WORK TO BE COMPLETED:
Only the lines from the one containing "Here's a bet: you won't be able to pinpoint the sky" through the last line below should be written out, exactly and with both ends kept.

DATA ROWS:
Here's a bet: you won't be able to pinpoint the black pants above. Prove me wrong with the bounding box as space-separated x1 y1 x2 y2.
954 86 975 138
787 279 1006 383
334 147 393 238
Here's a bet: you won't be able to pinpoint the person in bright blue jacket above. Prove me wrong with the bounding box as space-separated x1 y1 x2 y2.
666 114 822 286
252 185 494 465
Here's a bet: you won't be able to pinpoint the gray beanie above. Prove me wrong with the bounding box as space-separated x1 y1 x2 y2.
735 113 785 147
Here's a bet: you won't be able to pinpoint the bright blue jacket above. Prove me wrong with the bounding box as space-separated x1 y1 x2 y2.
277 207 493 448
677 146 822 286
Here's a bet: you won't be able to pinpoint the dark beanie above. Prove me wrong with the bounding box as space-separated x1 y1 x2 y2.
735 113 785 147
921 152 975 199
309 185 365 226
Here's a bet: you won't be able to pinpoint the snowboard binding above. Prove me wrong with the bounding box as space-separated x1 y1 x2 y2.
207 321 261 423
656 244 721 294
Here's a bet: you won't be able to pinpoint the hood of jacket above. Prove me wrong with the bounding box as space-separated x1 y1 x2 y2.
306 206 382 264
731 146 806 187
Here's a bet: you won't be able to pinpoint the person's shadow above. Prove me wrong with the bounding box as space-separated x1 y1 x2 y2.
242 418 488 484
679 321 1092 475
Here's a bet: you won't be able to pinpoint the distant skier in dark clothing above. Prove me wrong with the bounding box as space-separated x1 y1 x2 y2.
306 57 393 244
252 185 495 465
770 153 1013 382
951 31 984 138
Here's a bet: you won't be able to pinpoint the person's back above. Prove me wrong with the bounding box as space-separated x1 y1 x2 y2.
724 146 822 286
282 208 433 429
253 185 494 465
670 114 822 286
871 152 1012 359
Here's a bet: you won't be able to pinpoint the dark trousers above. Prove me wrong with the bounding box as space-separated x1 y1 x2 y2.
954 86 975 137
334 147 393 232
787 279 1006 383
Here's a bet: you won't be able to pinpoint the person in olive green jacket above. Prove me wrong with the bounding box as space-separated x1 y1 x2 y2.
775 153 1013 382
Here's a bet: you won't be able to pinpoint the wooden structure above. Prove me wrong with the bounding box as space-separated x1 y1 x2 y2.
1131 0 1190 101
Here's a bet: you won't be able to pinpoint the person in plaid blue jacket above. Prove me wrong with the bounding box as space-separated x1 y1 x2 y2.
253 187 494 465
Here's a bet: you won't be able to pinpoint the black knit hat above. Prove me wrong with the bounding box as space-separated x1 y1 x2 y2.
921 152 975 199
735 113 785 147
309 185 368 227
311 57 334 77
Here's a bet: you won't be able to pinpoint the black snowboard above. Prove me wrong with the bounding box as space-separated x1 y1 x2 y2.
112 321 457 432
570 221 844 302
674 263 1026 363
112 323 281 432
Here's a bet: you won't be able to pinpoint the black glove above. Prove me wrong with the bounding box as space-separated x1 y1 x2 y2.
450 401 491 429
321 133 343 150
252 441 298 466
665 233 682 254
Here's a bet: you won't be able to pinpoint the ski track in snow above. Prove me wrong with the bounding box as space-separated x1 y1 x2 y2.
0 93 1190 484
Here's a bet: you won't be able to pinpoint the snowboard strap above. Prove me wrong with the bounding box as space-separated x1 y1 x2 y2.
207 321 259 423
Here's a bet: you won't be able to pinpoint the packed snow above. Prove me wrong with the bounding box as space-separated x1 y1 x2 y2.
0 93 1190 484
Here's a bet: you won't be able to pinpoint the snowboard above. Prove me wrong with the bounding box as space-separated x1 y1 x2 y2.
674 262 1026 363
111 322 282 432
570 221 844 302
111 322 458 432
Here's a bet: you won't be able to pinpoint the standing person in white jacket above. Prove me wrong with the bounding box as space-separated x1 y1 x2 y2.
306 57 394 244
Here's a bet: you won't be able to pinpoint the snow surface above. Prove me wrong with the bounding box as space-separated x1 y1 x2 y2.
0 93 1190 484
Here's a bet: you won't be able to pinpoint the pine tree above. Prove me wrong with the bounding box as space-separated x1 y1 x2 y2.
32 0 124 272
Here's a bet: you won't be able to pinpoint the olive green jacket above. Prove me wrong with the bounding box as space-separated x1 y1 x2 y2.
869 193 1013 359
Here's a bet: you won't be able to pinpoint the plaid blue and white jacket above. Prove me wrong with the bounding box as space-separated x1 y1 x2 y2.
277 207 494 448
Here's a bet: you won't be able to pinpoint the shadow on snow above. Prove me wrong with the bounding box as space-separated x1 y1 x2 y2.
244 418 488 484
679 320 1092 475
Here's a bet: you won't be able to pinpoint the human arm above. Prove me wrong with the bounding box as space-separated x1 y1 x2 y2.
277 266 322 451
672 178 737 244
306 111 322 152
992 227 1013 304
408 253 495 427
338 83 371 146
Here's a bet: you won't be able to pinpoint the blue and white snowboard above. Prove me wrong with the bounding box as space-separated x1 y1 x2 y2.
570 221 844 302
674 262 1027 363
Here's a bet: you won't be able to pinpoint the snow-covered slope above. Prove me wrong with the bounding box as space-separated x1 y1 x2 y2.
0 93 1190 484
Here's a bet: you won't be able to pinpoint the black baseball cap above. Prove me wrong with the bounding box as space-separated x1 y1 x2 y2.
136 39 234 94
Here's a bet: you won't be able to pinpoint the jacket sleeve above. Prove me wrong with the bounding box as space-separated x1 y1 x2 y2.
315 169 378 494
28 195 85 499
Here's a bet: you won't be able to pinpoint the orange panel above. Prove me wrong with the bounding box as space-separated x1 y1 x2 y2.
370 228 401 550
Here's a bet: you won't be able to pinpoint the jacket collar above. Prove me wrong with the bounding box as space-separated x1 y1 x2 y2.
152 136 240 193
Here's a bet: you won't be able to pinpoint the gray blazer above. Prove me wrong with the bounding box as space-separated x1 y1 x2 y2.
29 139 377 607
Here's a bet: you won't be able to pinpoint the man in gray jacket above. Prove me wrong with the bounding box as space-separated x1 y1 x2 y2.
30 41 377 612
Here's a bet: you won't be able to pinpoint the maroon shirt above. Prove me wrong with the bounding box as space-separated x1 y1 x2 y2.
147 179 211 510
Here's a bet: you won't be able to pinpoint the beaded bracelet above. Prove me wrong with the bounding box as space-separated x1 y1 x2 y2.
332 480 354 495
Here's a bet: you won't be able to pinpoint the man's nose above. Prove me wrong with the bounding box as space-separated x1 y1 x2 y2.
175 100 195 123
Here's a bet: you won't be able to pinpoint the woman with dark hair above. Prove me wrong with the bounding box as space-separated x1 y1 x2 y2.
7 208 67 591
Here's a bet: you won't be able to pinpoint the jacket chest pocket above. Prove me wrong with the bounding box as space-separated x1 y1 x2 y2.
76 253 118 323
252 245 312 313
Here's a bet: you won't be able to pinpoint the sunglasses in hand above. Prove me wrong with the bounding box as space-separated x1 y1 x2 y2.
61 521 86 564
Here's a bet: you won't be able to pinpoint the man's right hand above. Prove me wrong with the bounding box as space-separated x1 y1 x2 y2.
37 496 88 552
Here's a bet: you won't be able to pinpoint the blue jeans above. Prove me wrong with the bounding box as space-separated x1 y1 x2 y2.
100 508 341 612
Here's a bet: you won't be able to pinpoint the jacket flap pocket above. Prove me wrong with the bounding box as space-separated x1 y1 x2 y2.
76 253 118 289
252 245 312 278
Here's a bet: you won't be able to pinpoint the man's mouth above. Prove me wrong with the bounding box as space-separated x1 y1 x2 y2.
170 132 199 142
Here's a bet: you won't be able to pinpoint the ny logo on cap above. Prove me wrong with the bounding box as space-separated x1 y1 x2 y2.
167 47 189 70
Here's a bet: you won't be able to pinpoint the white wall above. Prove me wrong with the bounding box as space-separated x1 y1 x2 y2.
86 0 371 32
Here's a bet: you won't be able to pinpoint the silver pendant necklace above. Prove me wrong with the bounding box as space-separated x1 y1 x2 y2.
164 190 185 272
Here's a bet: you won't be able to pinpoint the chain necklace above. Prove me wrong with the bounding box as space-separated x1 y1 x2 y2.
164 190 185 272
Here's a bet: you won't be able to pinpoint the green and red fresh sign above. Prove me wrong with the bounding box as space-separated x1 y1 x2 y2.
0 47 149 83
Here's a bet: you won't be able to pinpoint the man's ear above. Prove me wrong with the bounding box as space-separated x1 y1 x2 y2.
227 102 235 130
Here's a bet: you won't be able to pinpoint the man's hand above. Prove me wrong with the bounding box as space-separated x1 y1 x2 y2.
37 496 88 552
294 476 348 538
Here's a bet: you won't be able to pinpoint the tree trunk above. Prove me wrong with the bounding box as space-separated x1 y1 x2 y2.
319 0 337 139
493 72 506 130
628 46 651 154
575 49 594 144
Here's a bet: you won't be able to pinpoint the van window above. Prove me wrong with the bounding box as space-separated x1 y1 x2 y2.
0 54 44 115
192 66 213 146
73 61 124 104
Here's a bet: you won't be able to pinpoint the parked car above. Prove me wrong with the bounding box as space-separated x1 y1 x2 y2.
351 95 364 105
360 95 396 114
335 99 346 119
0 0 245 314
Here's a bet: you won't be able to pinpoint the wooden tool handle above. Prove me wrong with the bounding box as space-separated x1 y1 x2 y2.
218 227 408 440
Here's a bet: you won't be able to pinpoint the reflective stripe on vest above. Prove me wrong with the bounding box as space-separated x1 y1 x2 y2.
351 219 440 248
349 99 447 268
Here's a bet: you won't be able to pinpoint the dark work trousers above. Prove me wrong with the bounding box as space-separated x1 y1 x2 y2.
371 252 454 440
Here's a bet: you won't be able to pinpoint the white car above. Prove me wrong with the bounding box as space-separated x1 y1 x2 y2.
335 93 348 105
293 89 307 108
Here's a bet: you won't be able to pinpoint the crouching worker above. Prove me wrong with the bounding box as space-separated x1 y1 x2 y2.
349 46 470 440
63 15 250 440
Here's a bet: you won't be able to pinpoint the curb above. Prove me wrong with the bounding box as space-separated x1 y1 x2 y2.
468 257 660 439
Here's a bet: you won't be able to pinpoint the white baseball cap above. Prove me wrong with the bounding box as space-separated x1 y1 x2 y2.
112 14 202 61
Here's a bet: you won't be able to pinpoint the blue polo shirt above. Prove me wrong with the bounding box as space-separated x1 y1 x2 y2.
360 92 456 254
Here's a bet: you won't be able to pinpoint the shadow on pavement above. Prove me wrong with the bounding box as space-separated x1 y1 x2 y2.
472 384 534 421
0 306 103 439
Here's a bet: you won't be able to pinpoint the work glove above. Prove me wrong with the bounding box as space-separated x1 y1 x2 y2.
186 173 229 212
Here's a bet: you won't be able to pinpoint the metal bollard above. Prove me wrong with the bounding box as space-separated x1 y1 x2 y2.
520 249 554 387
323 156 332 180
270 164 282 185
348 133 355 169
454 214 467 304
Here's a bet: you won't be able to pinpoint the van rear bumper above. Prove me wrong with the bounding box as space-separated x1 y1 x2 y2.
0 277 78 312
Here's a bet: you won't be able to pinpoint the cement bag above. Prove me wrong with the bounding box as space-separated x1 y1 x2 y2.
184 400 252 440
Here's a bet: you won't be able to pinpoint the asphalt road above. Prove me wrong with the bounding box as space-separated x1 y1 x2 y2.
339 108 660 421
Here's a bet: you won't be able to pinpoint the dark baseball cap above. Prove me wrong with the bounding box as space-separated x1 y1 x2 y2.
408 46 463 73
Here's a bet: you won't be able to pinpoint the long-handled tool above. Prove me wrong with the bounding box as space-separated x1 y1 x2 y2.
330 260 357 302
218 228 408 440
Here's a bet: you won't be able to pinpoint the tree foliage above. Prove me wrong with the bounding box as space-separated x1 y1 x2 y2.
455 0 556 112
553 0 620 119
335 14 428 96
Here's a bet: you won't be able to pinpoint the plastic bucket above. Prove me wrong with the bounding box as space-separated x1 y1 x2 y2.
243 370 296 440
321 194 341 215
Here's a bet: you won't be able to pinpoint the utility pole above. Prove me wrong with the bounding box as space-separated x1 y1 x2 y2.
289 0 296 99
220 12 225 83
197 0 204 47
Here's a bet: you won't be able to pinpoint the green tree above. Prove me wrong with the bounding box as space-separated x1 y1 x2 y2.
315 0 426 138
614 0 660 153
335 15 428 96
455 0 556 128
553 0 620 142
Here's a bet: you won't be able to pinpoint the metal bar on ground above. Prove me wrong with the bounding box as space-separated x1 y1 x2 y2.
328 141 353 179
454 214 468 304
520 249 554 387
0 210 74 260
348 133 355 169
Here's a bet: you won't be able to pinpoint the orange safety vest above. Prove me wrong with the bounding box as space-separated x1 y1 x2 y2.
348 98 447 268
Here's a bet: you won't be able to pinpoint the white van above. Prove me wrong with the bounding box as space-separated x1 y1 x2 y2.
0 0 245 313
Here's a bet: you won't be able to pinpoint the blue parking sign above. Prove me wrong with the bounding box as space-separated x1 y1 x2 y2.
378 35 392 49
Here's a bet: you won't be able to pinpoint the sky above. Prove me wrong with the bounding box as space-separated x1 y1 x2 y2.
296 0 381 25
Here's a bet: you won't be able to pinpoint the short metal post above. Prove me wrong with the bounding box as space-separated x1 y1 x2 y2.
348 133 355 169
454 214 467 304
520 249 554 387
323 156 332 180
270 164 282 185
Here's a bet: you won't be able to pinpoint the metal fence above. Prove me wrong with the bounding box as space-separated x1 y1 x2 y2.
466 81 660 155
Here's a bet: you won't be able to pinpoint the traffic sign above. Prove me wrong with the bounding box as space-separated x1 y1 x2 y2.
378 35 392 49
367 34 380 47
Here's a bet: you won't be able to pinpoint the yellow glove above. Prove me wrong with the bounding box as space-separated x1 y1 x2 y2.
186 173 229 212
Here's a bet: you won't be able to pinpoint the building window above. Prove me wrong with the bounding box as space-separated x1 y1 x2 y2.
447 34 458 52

REPLY TO THE TASK:
Here's a bet: you won't be able to pinpoint the sky above. Prove me wrong with the bounding box as space-separated x1 y1 x2 y2.
296 0 381 25
Here's a bet: you won't be able to pinpoint the short metal post above. Prove me wrong with the bounding box as space-separated x1 y1 x2 y2.
348 133 355 169
454 214 467 304
520 249 554 387
323 156 332 180
270 164 282 185
Here's a bet: you won't be able to pinpoint the metal fence above. Prove me wrong with the bounding box as space-separated x1 y1 x2 y2.
466 81 660 155
Here's a bet: you won't be able to pinpoint the traffic sign above. Prove me wrong with the bounding box as space-separated x1 y1 x2 y2.
378 35 392 49
367 34 380 47
Here's a bet: you won't be able to pinpoint the yellow glove above. Prove me wrong with the bounding box as space-separated x1 y1 x2 y2.
186 173 229 212
Here's a bet: you won't be able to pinpoint the building window above. Prove me wrong with the bounding box as space-separated x1 y1 x2 y2.
447 34 458 52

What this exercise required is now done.